Point localization data

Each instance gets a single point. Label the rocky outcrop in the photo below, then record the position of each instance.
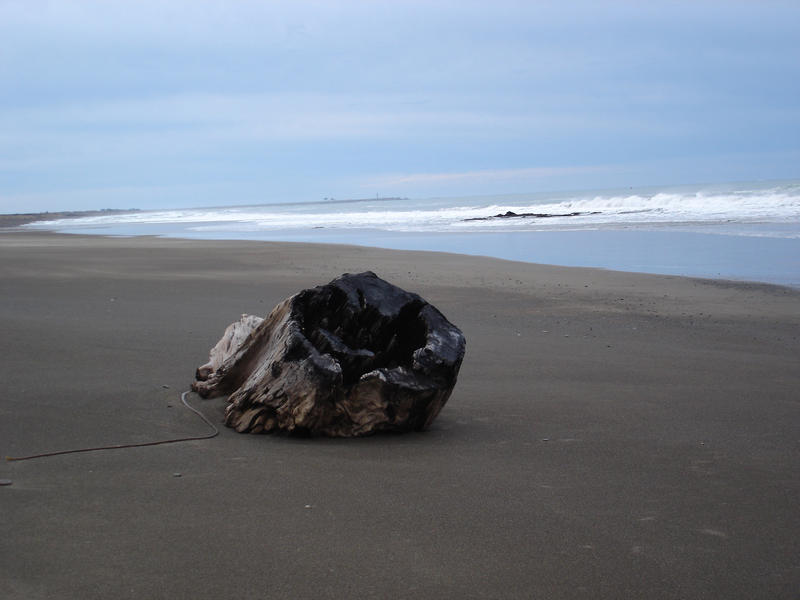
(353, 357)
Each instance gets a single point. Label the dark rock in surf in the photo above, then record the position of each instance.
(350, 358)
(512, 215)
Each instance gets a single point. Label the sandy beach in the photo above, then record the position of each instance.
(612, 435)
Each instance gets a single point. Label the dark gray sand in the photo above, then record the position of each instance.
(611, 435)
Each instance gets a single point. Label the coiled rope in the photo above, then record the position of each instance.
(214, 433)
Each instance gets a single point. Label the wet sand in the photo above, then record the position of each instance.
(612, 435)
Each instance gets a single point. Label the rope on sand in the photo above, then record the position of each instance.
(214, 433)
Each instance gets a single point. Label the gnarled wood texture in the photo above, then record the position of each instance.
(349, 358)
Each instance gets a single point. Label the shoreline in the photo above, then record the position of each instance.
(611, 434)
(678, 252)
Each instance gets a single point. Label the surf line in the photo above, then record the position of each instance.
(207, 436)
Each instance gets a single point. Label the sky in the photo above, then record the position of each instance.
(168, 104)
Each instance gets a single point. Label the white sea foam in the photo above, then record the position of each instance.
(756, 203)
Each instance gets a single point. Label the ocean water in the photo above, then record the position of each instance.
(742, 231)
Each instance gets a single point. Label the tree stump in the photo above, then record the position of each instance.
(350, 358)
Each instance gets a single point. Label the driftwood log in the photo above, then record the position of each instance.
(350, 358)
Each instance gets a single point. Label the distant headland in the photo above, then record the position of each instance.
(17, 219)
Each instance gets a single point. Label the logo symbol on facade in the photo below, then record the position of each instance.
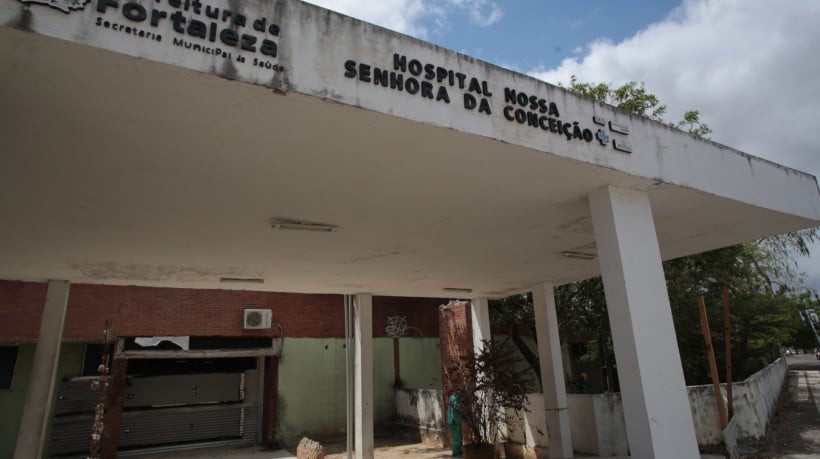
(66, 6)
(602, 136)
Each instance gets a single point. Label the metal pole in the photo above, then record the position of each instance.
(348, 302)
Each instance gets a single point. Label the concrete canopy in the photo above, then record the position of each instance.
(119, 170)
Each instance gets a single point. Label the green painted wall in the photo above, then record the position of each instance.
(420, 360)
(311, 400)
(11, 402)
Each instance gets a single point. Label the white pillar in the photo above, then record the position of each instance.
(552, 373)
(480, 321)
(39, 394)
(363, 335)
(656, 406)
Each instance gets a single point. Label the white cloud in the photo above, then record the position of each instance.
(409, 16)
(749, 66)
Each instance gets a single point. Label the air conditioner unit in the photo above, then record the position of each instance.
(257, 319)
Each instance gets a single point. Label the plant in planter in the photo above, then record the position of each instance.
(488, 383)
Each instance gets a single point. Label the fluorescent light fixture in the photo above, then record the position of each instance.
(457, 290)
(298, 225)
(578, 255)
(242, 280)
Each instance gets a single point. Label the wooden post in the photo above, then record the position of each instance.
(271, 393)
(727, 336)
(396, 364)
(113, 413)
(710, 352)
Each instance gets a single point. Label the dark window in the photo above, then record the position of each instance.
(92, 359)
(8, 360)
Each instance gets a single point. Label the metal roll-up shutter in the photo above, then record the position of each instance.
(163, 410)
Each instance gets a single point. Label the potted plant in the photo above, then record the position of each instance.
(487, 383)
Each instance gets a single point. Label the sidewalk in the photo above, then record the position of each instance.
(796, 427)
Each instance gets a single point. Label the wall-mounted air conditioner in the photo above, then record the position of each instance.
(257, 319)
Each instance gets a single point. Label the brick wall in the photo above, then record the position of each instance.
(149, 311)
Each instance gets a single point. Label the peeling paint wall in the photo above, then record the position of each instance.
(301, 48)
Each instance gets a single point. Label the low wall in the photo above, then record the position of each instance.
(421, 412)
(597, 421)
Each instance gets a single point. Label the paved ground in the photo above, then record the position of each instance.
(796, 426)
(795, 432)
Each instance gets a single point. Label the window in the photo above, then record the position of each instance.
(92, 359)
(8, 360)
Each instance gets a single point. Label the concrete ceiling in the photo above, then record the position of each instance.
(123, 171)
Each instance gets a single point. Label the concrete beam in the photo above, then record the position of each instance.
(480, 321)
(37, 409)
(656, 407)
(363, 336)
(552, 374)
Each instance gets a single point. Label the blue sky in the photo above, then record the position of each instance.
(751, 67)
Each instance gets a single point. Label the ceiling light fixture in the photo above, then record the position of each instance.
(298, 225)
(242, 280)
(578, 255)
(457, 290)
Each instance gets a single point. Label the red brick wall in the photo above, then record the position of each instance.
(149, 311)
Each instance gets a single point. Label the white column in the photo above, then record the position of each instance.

Your instructions: Leave the pictures behind and repeat each entry exactly.

Exercise solution:
Each instance gets a single point. Label the rocky outcrop in the photo below, then record the position of each instance.
(353, 357)
Each instance gets a single point. Label the dark rock in surf in the photo above, then record the position of each instance.
(350, 358)
(512, 215)
Each instance gets a single point. Label the sandy beach in the photo above, then record the position of each instance.
(612, 435)
Each instance gets a single point. Label the dark gray sand in the photo above, then record the position of each instance.
(611, 435)
Each instance gets a single point. Label the coiled rope in the photo above, then record the position of each instance.
(214, 433)
Each instance gets a single point. Label the wet sand in the photo above, then record the position of each instance.
(612, 435)
Each instance gets a single point. Label the rope on sand in the photo above, then record the position of each instance.
(214, 433)
Each instance gets a single point. Label the gnarled wood texture in the photo above, then record the position of each instance.
(349, 358)
Each instance gets a single point. Label the shoreline in the photo above, then record the position of each instance.
(611, 434)
(678, 252)
Each instance gets a single point. Label the surf line in the photo above, then record the position of each instance.
(207, 436)
Each instance gets a single point. Label the sky in the photo above, then record the position of each instance.
(168, 104)
Each instance gets a single point. Label the white sea foam in the photo above, then record the position of each instance.
(756, 203)
Each instance gets a single point. Label the ocean water in the photo above, then record the position of each instance.
(742, 231)
Each instance gets a single point. Label the tree stump in the photo above, then record the position of each instance.
(350, 358)
Each instance gets a single point. Label the driftwood log in the photo above, then record the position of each instance.
(350, 358)
Each instance gets a single point. Label the distant headland in the photo above, then record the position of each instance.
(17, 219)
Each instance gets a single point. Label the logo symbol on facade in the photo below, then record the position of each instance.
(66, 6)
(602, 136)
Each instance gets a single point. Label the metal pole in the photo above, then record the position of each instance.
(348, 302)
Each instance gets a single point. Label the concrete canopy in the photo above, then record the position of each instance.
(119, 170)
Each instance gets a single point. Label the green painted wall in the photo above, then record the position of each instance.
(420, 360)
(311, 400)
(11, 402)
Each instance gets a single point. Label the white pillar in the photo above, then record the position of each instance.
(552, 373)
(480, 321)
(39, 394)
(363, 335)
(656, 406)
Each instance gets a single point. Label the white cloud in the photo above, then record the position of each instance.
(409, 16)
(749, 66)
Each instance gets a single point. Label the air conditioner unit in the photo above, then record the position of each instance.
(257, 319)
Each instance gets a single point. Label the plant in planter in the photo above, then record the position of each instance.
(488, 383)
Each instance gets a single point. Label the fluorescent light fixture in the photo above, then record the position of each instance.
(457, 290)
(298, 225)
(578, 255)
(242, 280)
Each instance gets a single point. Label the wooden post in the photo above, then record the position of each instance.
(271, 393)
(727, 336)
(396, 364)
(113, 413)
(710, 352)
Each instance gets a single point. Label the dark window in the photo above, then record the position of each instance.
(92, 359)
(8, 360)
Each instance gets a single point. Label the metal roll-up shutter in the photo above, then record the position of each instance.
(163, 410)
Each instance gets a single point. Label the potted plant in the photo above, then record the position of each instance.
(487, 383)
Each instance gets a single point. Label the sidewalk in the photo above, then record the position of each instance.
(796, 427)
Each instance gets a single point. Label the wall-mounted air conditioner in the photo above, then record the position of each instance.
(257, 319)
Each instance gets a single point. Label the brick wall in the photo above, then record the position of each instance.
(149, 311)
Each instance gets a single point. Label the peeling paint wall in the photo above, then record the position of each instance.
(301, 48)
Each instance gets a single point. Label the low wall in the photo above, then record the position of each instance.
(421, 412)
(597, 421)
Each instance gets a single point. Label the paved ground in the photo above, then record the position of each instance.
(796, 426)
(795, 432)
Each instance gets a single point. Label the window in the photo above, then record the position of each instance.
(92, 359)
(8, 360)
Each instance gets a single point. Label the concrete ceiling in the photo above, then record the position of each instance.
(123, 171)
Each instance gets a single point. Label the concrete beam in the photo above, then record the position of each instance.
(480, 321)
(37, 409)
(656, 407)
(363, 336)
(552, 374)
Each instance gets a single point. Label the blue sky in the photo above, then record the position of each instance.
(751, 67)
Each instance gets a single point. Label the ceiling light fixture in the photo above, then record the position of each instance.
(298, 225)
(242, 280)
(578, 255)
(457, 290)
Each instance gets a single point. Label the red brick wall in the photo above, then record the position of each instance.
(149, 311)
Each instance gets a single point. Label the white column in the photo above, then record the position of each instance.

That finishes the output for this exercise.